YOUR OBJECTIVE
In the records below, find the lines that include "high" and copy each.

======== THE DATA ========

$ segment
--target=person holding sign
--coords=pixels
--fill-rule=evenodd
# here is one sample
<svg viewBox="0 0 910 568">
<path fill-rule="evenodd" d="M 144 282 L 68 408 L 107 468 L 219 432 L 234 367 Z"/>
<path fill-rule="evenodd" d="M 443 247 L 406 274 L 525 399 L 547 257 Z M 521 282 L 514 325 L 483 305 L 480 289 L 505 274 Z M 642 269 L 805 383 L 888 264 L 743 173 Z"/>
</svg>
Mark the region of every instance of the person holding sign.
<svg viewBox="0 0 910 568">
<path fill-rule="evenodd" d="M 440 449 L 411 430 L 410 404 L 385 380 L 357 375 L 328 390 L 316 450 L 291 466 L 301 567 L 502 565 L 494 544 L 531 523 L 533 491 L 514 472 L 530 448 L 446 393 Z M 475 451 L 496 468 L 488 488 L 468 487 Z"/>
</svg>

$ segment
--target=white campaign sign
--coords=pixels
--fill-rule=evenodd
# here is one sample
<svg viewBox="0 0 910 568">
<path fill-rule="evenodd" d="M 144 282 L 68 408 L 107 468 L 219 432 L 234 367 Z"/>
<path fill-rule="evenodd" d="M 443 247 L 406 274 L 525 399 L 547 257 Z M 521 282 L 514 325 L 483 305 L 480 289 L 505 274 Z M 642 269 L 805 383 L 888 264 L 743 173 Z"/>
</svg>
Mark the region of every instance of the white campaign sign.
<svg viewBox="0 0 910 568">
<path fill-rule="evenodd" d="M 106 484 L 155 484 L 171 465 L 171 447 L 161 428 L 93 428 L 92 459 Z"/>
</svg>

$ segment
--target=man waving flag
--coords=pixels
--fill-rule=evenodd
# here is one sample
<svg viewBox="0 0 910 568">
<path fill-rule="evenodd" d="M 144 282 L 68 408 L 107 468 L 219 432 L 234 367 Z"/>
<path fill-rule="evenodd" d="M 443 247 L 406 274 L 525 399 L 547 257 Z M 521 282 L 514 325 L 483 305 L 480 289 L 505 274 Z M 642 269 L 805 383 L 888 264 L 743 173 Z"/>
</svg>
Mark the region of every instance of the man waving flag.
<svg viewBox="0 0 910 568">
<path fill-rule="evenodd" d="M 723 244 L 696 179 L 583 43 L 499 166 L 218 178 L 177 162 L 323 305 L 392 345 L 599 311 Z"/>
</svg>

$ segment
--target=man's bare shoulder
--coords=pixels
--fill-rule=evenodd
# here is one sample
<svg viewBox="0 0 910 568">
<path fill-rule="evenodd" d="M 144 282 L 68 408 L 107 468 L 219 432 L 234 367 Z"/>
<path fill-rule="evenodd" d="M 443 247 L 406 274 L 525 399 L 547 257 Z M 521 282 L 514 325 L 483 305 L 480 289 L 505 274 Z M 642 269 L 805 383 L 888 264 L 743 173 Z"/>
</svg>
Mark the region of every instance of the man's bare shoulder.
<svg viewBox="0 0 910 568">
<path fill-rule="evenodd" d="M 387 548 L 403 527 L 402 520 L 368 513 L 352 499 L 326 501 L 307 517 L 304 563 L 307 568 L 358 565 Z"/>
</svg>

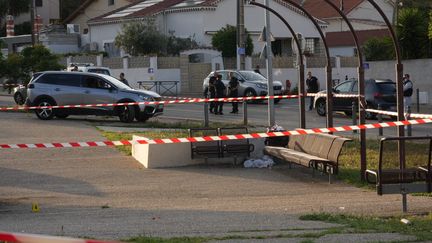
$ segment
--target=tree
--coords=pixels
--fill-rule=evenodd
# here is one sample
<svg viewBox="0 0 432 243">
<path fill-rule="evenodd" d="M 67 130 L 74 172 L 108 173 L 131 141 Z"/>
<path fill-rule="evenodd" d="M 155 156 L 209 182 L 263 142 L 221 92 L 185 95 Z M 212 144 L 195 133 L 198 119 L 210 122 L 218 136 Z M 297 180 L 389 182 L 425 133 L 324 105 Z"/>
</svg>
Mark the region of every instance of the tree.
<svg viewBox="0 0 432 243">
<path fill-rule="evenodd" d="M 65 67 L 58 63 L 59 57 L 43 45 L 26 47 L 22 50 L 23 64 L 26 72 L 42 72 L 61 70 Z"/>
<path fill-rule="evenodd" d="M 417 8 L 404 8 L 399 12 L 396 30 L 404 59 L 429 56 L 429 16 Z"/>
<path fill-rule="evenodd" d="M 153 21 L 126 24 L 115 38 L 116 46 L 134 56 L 165 53 L 167 43 Z"/>
<path fill-rule="evenodd" d="M 252 38 L 247 33 L 246 55 L 252 55 L 253 43 Z M 235 57 L 237 55 L 237 28 L 232 25 L 226 25 L 220 29 L 212 38 L 212 45 L 222 52 L 224 57 Z"/>
<path fill-rule="evenodd" d="M 394 59 L 393 41 L 390 37 L 369 39 L 363 45 L 363 54 L 368 61 Z"/>
<path fill-rule="evenodd" d="M 27 83 L 31 73 L 64 69 L 65 67 L 58 63 L 58 59 L 58 56 L 44 46 L 36 45 L 24 48 L 21 53 L 9 54 L 1 66 L 4 66 L 3 75 L 10 82 Z"/>
<path fill-rule="evenodd" d="M 18 16 L 21 13 L 28 12 L 30 9 L 30 0 L 0 0 L 0 18 L 4 19 L 6 15 Z"/>
<path fill-rule="evenodd" d="M 171 56 L 178 56 L 181 51 L 197 48 L 199 45 L 191 37 L 179 38 L 175 36 L 168 37 L 166 52 Z"/>
</svg>

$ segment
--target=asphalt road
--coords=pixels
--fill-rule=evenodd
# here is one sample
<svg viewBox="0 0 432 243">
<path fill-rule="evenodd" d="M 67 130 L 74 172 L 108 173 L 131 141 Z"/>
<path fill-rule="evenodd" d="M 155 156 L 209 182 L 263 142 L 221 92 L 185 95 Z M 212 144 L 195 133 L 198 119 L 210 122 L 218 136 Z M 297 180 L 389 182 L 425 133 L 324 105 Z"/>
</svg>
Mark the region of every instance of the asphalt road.
<svg viewBox="0 0 432 243">
<path fill-rule="evenodd" d="M 306 103 L 308 104 L 308 103 Z M 14 106 L 15 103 L 11 96 L 0 93 L 0 106 Z M 210 122 L 223 122 L 232 124 L 243 124 L 243 106 L 240 104 L 240 112 L 238 114 L 231 114 L 231 104 L 226 103 L 224 105 L 224 115 L 214 115 L 209 114 Z M 268 105 L 266 102 L 258 104 L 248 104 L 248 123 L 257 127 L 267 127 L 268 126 Z M 421 113 L 432 114 L 432 108 L 421 108 Z M 34 115 L 32 112 L 29 114 Z M 345 126 L 352 125 L 352 118 L 345 116 L 341 112 L 335 112 L 334 114 L 334 126 Z M 384 122 L 392 121 L 390 117 L 384 116 Z M 87 120 L 97 120 L 106 122 L 113 122 L 114 124 L 118 119 L 116 117 L 112 118 L 101 118 L 101 117 L 80 117 L 74 116 L 72 119 L 87 119 Z M 286 130 L 293 130 L 300 127 L 299 118 L 299 107 L 296 99 L 281 100 L 279 104 L 275 105 L 275 119 L 278 125 L 281 125 Z M 185 103 L 185 104 L 170 104 L 166 105 L 164 109 L 164 114 L 153 120 L 160 121 L 172 121 L 172 120 L 191 120 L 204 122 L 204 105 L 203 103 Z M 367 123 L 377 123 L 377 120 L 367 120 Z M 124 125 L 124 124 L 121 124 Z M 139 126 L 135 123 L 133 126 Z M 326 117 L 319 116 L 315 110 L 306 111 L 306 127 L 307 128 L 323 128 L 326 127 Z M 384 128 L 384 136 L 396 136 L 396 128 Z M 342 132 L 340 133 L 344 136 L 355 136 L 352 132 Z M 422 136 L 426 134 L 432 134 L 432 124 L 425 125 L 415 125 L 412 126 L 413 136 Z M 366 135 L 369 138 L 377 138 L 378 129 L 369 129 L 366 131 Z"/>
<path fill-rule="evenodd" d="M 8 98 L 0 96 L 0 105 L 10 102 Z M 195 109 L 175 107 L 173 111 L 168 108 L 166 116 L 195 114 Z M 32 113 L 0 112 L 0 144 L 104 140 L 94 122 L 89 122 L 93 119 L 41 121 Z M 109 123 L 121 124 L 114 119 Z M 38 203 L 41 211 L 33 213 L 32 203 Z M 431 205 L 430 198 L 409 197 L 411 212 L 428 212 Z M 334 226 L 298 219 L 306 213 L 392 215 L 400 210 L 398 195 L 379 197 L 374 191 L 342 182 L 328 184 L 326 176 L 312 177 L 302 168 L 210 165 L 144 169 L 112 147 L 0 151 L 2 231 L 100 239 L 138 235 L 277 237 Z M 345 242 L 381 239 L 366 234 L 333 237 L 343 237 Z M 403 239 L 392 235 L 389 240 Z M 331 238 L 323 241 L 337 242 Z"/>
</svg>

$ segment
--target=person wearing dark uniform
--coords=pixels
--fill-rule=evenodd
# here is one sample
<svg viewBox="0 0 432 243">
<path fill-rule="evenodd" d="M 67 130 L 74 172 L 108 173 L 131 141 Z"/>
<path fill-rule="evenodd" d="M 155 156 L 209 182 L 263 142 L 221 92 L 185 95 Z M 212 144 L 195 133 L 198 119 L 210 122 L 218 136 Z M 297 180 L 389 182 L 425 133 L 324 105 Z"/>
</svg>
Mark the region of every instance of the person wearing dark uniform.
<svg viewBox="0 0 432 243">
<path fill-rule="evenodd" d="M 209 85 L 204 90 L 204 97 L 205 98 L 213 99 L 216 97 L 215 81 L 216 81 L 216 77 L 211 76 L 209 79 Z M 210 102 L 209 110 L 210 110 L 210 113 L 216 113 L 216 102 L 214 102 L 214 101 Z"/>
<path fill-rule="evenodd" d="M 307 92 L 308 93 L 317 93 L 319 90 L 318 79 L 315 76 L 312 76 L 311 72 L 307 73 L 306 85 L 307 85 Z M 309 110 L 310 111 L 313 108 L 313 101 L 314 101 L 314 96 L 311 96 L 310 97 L 310 104 L 309 104 Z"/>
<path fill-rule="evenodd" d="M 225 98 L 225 84 L 222 82 L 222 75 L 218 75 L 215 81 L 216 98 Z M 216 102 L 215 115 L 223 115 L 223 101 Z"/>
<path fill-rule="evenodd" d="M 228 83 L 228 97 L 238 97 L 239 81 L 236 77 L 231 77 Z M 232 102 L 232 111 L 230 113 L 238 113 L 238 102 Z"/>
</svg>

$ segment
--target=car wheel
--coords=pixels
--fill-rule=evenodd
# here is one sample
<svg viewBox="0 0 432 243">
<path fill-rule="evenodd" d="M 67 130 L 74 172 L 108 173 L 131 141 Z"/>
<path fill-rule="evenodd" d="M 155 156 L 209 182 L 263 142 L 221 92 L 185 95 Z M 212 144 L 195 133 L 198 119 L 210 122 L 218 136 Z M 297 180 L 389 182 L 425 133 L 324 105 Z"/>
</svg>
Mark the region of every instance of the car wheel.
<svg viewBox="0 0 432 243">
<path fill-rule="evenodd" d="M 344 111 L 346 116 L 352 116 L 352 111 Z"/>
<path fill-rule="evenodd" d="M 18 105 L 24 105 L 25 100 L 21 93 L 15 93 L 14 100 Z"/>
<path fill-rule="evenodd" d="M 281 101 L 281 99 L 274 99 L 274 103 L 277 104 Z"/>
<path fill-rule="evenodd" d="M 51 99 L 41 99 L 38 102 L 36 102 L 36 106 L 54 106 L 55 102 Z M 45 109 L 36 109 L 35 110 L 36 116 L 41 120 L 51 120 L 54 117 L 54 111 L 51 108 L 45 108 Z"/>
<path fill-rule="evenodd" d="M 118 107 L 118 116 L 121 122 L 133 122 L 133 120 L 135 119 L 135 107 L 131 105 Z"/>
<path fill-rule="evenodd" d="M 257 96 L 255 90 L 253 89 L 247 89 L 244 93 L 244 97 L 254 97 Z M 257 103 L 258 100 L 248 100 L 247 103 Z"/>
<path fill-rule="evenodd" d="M 318 113 L 318 115 L 320 116 L 325 116 L 326 115 L 326 102 L 324 99 L 319 99 L 316 104 L 316 111 Z"/>
<path fill-rule="evenodd" d="M 137 114 L 135 119 L 139 122 L 146 122 L 148 119 L 150 119 L 150 116 L 147 116 L 145 114 Z"/>
</svg>

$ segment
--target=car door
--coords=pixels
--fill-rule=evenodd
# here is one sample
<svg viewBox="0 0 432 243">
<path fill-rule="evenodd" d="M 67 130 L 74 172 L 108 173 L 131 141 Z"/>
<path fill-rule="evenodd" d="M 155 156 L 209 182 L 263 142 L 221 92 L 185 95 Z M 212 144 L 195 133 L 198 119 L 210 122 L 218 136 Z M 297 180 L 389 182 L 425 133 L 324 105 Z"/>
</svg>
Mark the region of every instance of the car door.
<svg viewBox="0 0 432 243">
<path fill-rule="evenodd" d="M 356 81 L 349 80 L 339 84 L 338 86 L 333 88 L 333 92 L 335 94 L 351 94 L 353 84 Z M 347 99 L 344 97 L 334 97 L 333 98 L 333 107 L 335 110 L 349 110 L 351 107 L 351 99 Z"/>
<path fill-rule="evenodd" d="M 83 104 L 112 104 L 115 102 L 117 89 L 101 77 L 83 75 L 82 86 Z M 113 110 L 113 107 L 90 107 L 89 110 L 106 112 Z"/>
<path fill-rule="evenodd" d="M 81 75 L 71 73 L 46 74 L 44 79 L 51 85 L 51 94 L 57 105 L 82 104 Z"/>
</svg>

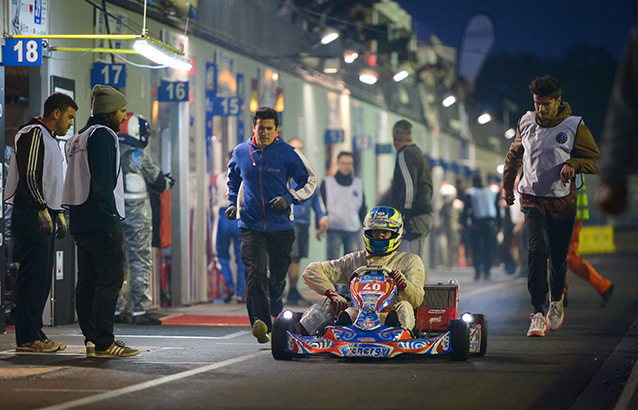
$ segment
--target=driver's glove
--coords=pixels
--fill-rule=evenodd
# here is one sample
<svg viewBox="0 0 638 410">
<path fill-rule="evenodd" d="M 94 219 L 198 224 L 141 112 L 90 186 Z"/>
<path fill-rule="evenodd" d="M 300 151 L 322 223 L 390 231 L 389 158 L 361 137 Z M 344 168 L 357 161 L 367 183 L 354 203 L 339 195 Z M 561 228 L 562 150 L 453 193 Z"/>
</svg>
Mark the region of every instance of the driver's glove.
<svg viewBox="0 0 638 410">
<path fill-rule="evenodd" d="M 231 221 L 237 219 L 237 205 L 229 205 L 224 213 L 226 214 L 226 218 Z"/>
<path fill-rule="evenodd" d="M 275 211 L 285 212 L 288 209 L 288 201 L 283 196 L 276 196 L 271 199 L 269 202 L 270 206 L 273 207 Z"/>
<path fill-rule="evenodd" d="M 393 270 L 390 272 L 390 276 L 397 283 L 397 289 L 399 292 L 403 292 L 405 288 L 408 287 L 408 280 L 405 278 L 405 275 L 399 272 L 398 270 Z"/>
<path fill-rule="evenodd" d="M 335 316 L 339 316 L 339 313 L 348 308 L 348 302 L 336 290 L 328 289 L 327 291 L 323 292 L 323 294 L 326 295 L 328 299 L 330 299 L 330 304 L 332 304 L 332 312 Z"/>
<path fill-rule="evenodd" d="M 38 211 L 38 224 L 42 235 L 49 236 L 53 233 L 53 221 L 48 209 L 45 208 Z"/>
</svg>

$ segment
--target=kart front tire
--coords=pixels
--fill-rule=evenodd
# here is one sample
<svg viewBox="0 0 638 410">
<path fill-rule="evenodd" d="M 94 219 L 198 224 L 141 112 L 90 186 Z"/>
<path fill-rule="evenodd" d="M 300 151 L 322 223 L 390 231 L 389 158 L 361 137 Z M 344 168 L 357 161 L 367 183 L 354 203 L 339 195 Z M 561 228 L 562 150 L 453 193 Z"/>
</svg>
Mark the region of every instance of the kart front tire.
<svg viewBox="0 0 638 410">
<path fill-rule="evenodd" d="M 288 332 L 294 333 L 295 321 L 293 318 L 286 319 L 280 313 L 272 325 L 271 351 L 275 360 L 290 360 L 293 354 L 286 351 L 288 344 Z"/>
<path fill-rule="evenodd" d="M 475 356 L 485 356 L 485 353 L 487 353 L 487 318 L 485 315 L 475 313 L 472 315 L 472 321 L 477 325 L 481 325 L 481 344 Z"/>
<path fill-rule="evenodd" d="M 462 320 L 450 321 L 450 345 L 452 352 L 448 355 L 450 360 L 464 362 L 470 358 L 470 328 Z"/>
</svg>

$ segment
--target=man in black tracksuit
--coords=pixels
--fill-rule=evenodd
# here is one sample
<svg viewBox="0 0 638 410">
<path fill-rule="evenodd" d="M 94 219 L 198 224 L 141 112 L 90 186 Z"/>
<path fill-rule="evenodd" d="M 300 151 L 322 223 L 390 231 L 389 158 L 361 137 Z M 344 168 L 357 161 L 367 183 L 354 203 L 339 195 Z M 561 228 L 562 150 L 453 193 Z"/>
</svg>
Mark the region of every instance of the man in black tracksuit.
<svg viewBox="0 0 638 410">
<path fill-rule="evenodd" d="M 400 120 L 392 127 L 397 160 L 391 187 L 391 205 L 401 212 L 405 233 L 400 251 L 423 257 L 423 241 L 430 233 L 432 169 L 421 149 L 412 142 L 412 124 Z"/>
<path fill-rule="evenodd" d="M 59 352 L 42 331 L 42 312 L 51 290 L 53 234 L 62 238 L 66 221 L 61 197 L 64 157 L 55 139 L 65 135 L 78 109 L 71 97 L 49 96 L 44 115 L 20 127 L 5 188 L 5 201 L 13 204 L 11 216 L 20 263 L 16 281 L 16 353 Z"/>
</svg>

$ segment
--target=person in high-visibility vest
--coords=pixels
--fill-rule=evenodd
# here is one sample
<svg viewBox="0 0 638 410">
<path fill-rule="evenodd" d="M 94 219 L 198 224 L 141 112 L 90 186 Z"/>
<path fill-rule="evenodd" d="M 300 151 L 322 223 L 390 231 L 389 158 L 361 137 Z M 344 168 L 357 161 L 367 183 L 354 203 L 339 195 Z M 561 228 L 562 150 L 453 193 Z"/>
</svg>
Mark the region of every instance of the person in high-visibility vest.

========

TASK SOLUTION
--target=person in high-visibility vest
Mark the region of every instance of the person in high-visibility vest.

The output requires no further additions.